• Stored records:
┄┄┄┄┄┄

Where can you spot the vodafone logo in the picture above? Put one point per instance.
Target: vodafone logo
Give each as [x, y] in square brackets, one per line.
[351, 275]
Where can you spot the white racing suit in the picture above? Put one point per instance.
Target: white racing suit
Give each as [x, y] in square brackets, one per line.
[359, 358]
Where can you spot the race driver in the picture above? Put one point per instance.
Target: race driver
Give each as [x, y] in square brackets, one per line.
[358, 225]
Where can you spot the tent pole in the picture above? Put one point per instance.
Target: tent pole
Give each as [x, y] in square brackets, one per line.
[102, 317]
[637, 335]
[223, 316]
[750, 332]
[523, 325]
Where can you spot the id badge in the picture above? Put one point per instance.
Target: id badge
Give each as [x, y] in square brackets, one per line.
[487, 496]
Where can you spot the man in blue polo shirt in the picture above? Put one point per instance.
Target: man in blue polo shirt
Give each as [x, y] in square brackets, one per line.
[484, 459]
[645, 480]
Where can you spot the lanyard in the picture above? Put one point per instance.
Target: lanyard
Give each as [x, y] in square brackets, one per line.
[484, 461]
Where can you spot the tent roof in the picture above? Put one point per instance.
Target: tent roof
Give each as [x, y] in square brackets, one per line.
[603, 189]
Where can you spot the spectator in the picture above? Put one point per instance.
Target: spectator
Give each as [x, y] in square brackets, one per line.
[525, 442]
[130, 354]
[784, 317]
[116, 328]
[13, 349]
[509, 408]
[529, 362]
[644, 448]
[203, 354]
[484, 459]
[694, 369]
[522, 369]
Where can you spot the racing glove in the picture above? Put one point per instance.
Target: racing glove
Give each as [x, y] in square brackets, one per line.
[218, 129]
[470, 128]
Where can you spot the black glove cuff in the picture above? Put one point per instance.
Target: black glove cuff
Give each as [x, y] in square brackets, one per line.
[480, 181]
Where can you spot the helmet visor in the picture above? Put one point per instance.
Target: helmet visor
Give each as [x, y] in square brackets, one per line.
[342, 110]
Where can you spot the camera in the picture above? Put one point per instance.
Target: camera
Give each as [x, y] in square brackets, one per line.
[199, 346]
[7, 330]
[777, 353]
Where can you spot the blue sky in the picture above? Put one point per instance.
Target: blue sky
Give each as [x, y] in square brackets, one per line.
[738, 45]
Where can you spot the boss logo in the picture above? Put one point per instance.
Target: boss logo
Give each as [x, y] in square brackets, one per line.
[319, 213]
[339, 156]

┄┄┄┄┄┄

• What you will do: Update the lines above by replacing "one point per instance" with "a single point for each instance" everywhere it occurs, leaving all other text as it is.

• Reply to the task:
Where can you spot the vodafone logo in the picture above? Put a single point for each instance.
Target: vodafone logo
Give each as [x, y] in square brackets, one per line.
[351, 275]
Where can you spot the white racing suit in the picture above? Put a single point for each instance.
Target: white racing suit
Give each as [x, y] in square brackets, one per line.
[359, 358]
Where can you spot the race driver in the picture above? Put a single point for each instance.
Target: race driver
Give each as [x, y] in square brackets, one per line.
[358, 225]
Where can you spot the tent pole in the picture above? Put a single point for each instance.
Target: tent pole
Give each as [x, y] in square brackets, one per line.
[102, 317]
[637, 335]
[223, 316]
[750, 332]
[523, 325]
Where can you spot the id badge in the picture above? Put a single point for each instance.
Target: id badge
Give each as [x, y] in square brackets, one per line.
[487, 496]
Where can you spot the man in blue polo shirt in the picture above? Put a single point for each instance.
Target: man in blue polo shirt
Give each as [x, y] in square brackets, one per line.
[484, 459]
[645, 480]
Where can you spot the lanyard in the picture above? Put a single point for each instance.
Target: lanyard
Give each as [x, y] in square brackets, one per line.
[484, 461]
Where can you spot the tent roof in the picture above? Put a single point for each instance.
Target: tent roof
Give each as [x, y] in square brackets, one per line.
[603, 189]
Where can you spot the spectator in the picture above? Put a single point for each instance.
Target: spectator
Give each as [x, y] in square brackets, one per line.
[525, 442]
[130, 354]
[784, 317]
[116, 328]
[13, 349]
[509, 408]
[529, 362]
[644, 448]
[203, 354]
[484, 459]
[694, 369]
[522, 369]
Where can you spot the racing glove in the picture above? Put a single point for each instance.
Target: racing glove
Give each as [x, y] in square brackets, one per line.
[218, 129]
[470, 128]
Where can you spot the black glove cuff in the picture above? Put a single point for each instance.
Target: black glove cuff
Give each as [x, y] in square brackets, one per line.
[480, 181]
Where can you spot the helmet visor in the picture above? Put a single point for each instance.
Target: helmet visor
Give each as [x, y] in square brackets, one per line.
[342, 110]
Where can you spot the camera in the picture above? Put a single point for each instance.
Target: camera
Give each as [x, y] in square brackets, one per line.
[199, 346]
[7, 330]
[777, 353]
Where can you spot the blue sky in the picture above? Put a single point for each instance.
Target: blue sky
Give each as [x, y] in square brackets, one per line.
[738, 45]
Where can you spot the boss logo in the picture above? Put a single point for each instance.
Target: boss logo
Give each as [x, y] in square brackets, one per line.
[319, 213]
[339, 156]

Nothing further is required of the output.